THE country’s gross international reserves (GIR) fell to a 10-month low of $106.75 billion at the end of April due to national government debt payments and lower gold prices.
According to preliminary figures released by the Bangko Sentral ng Pilipinas (BSP) over the weekend, the amount was 0.51 percent smaller than the $107.39 billion recorded at the end of March and 0.88 percent lower than the $107.70 billion reported a year ago.
It was the smallest since June 2021, when it reached $105.76 billion.
“The month-on-month decrease in the GIR level reflected mainly the national government’s (NG) foreign currency withdrawals from its deposits with the BSP as the NG settled its foreign currency debt obligations and paid for various expenditures as well as the downward adjustment in the value of the BSP’s gold holdings due to the decrease in the price of gold in the international market,” the central bank explained.
According to the report, the country’s gold reserves were $9.27 billion at the end of April, down from $9.40 billion a month earlier.
It went on to say that the current dollar reserves figure “represents a more than adequate external liquidity buffer,” as it covers 9.4 months of imports, seven times the country’s short-term foreign debt based on original maturity, and 5.5 times the country’s short-term foreign debt based on residual maturity.
At the end of April, the difference between GIR and total short-term liabilities, or net foreign reserves, dropped to $106.74 billion from $107.3 billion the previous month.
The BSP said the emerging 2022 GIR will be $108 billion, or 8.4 months of import cover, which is lower than the previous projection of $112 billion, or 9.2 months of import cover, based on current trends.
“The 2022 GIR will be supported by foreign borrowings by the government as well as the potential augmentation in the volume of gold purchases,” it added.
Because of the country’s sustained structural inflows,
Rizal Commercial Banking Corp. chief economist Michael Ricafort maintained that the country’s dollar reserves could likely hit new highs in the coming months.
Remittances from overseas Filipino workers, business process outsourcing revenues, international tourism revenues, foreign investment inflows and results from fund-raising operations, particularly those from abroad, are all examples of structural inflows, he said.
“Thus, near record-high GIR and prospects of reaching new record highs in the coming months could further strengthen the country’s external position, which is a key pillar for the country’s continued favorable credit ratings for the second straight year, mostly at one to three notches above the minimum investment grade, a sign of resilience despite the Covid-19 pandemic that caused downgrades in other countries around the world,” Ricafort continued.

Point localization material
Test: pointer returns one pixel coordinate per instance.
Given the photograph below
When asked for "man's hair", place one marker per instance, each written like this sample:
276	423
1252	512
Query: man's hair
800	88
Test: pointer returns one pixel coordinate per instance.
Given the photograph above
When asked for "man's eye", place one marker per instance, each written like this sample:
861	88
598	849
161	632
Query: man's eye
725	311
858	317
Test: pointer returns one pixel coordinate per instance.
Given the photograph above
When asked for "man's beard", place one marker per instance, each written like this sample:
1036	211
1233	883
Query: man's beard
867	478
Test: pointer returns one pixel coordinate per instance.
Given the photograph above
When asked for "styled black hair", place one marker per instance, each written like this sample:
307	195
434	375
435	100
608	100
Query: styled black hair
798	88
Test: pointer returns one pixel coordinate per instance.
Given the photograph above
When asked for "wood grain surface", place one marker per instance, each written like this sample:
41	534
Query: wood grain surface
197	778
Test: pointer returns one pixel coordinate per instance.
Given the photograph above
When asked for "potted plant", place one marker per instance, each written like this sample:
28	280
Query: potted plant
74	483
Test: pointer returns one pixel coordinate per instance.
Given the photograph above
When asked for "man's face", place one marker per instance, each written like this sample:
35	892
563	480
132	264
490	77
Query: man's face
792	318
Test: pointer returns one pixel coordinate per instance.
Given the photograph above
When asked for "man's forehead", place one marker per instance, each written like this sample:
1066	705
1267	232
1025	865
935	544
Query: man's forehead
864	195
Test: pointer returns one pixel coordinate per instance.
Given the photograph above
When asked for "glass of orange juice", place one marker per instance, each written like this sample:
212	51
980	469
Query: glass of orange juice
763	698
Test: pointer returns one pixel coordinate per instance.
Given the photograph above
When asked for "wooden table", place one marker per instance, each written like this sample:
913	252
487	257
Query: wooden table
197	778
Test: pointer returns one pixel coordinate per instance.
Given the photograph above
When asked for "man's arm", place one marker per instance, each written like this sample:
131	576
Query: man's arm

• Task requirements:
[a] In the reserves article, rewrite the passage between "At the end of April, the" and "the previous month.", inclusive, substituting "net international reserves" for "net foreign reserves".
[b] Please answer these questions using the reserves article:
(i) What was the country's gross international reserves level at the end of April?
(ii) How much were the country's gold reserves at the end of April?
(iii) What was the BSP's previous projection for the 2022 GIR?
[c] Does the reserves article support each statement? Answer yes or no, and quote the words that decide it.
(i) The end-of-April GIR was the smallest since June 2021.
(ii) The current dollar reserves cover 8.4 months of imports.
(iii) Michael Ricafort is chief economist of Rizal Commercial Banking Corp.

• Solutions:
[a]
At the end of April, the difference between GIR and total short-term liabilities, or net international reserves, dropped to $106.74 billion from $107.3 billion the previous month.

[b]
(i) $106.75 billion.
(ii) $9.27 billion.
(iii) $112 billion, or 9.2 months of import cover.

[c]
(i) Yes: "It was the smallest since June 2021"
(ii) No: "it covers 9.4 months of imports"
(iii) Yes: "Rizal Commercial Banking Corp. chief economist Michael Ricafort"